[Point-based annotation data]
§ §

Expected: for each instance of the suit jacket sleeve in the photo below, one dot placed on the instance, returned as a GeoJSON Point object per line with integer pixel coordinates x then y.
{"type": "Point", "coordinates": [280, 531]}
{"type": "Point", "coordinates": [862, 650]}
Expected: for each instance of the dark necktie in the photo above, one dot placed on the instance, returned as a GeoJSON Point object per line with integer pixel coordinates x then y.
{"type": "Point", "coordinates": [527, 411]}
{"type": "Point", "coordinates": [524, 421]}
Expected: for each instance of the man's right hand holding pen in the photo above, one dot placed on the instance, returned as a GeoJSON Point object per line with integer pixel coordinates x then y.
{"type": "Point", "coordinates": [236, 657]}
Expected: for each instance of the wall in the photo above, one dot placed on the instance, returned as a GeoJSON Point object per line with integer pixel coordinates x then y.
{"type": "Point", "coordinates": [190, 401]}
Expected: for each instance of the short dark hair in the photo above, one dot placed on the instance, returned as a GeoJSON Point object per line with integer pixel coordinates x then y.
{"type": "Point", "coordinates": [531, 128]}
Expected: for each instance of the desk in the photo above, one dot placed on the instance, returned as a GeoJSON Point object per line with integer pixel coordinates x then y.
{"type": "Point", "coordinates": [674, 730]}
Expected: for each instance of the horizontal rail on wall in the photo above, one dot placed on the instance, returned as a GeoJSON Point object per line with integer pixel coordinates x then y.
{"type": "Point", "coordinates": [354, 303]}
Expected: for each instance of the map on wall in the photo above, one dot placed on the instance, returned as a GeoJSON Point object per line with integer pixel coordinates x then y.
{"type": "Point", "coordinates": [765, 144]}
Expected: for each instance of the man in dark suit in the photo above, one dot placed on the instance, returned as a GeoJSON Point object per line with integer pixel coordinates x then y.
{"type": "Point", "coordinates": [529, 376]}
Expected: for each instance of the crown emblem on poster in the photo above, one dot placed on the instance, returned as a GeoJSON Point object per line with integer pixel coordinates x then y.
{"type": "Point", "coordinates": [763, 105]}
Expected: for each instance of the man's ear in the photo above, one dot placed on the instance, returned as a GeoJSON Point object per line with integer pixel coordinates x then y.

§ §

Rewrite the part of the material that opens with the line containing "Expected: for each instance of the horizontal" and runs through the end of the material, changing every "dot" to "marker" and keeping everything else identical.

→ Finished exercise:
Expected: for each instance of the horizontal rail on wall in the photo above, one marker placed on the instance, returned as a GeoJSON Point object per line with integer pixel coordinates x then y.
{"type": "Point", "coordinates": [354, 303]}
Expected: for each instance of the map on wall in the photo above, one marker placed on the instance, returned as a GeoJSON Point object per line with integer pixel coordinates x then y.
{"type": "Point", "coordinates": [765, 144]}
Expected: for each instance of the man in dark suit in the photo above, one marker placed on the instance, returned as a GeoJSON Point object per line with integer pixel coordinates x then y.
{"type": "Point", "coordinates": [529, 376]}
Expected: for each instance of the crown emblem on poster in the photo above, one marker placed on the instance, returned as a GeoJSON Point object per line with integer pixel coordinates x then y.
{"type": "Point", "coordinates": [763, 105]}
Expected: for each instance of the man's ear in the photo above, one marker placed on the instance, returned as a GeoJSON Point object per line with integer pixel coordinates x then y.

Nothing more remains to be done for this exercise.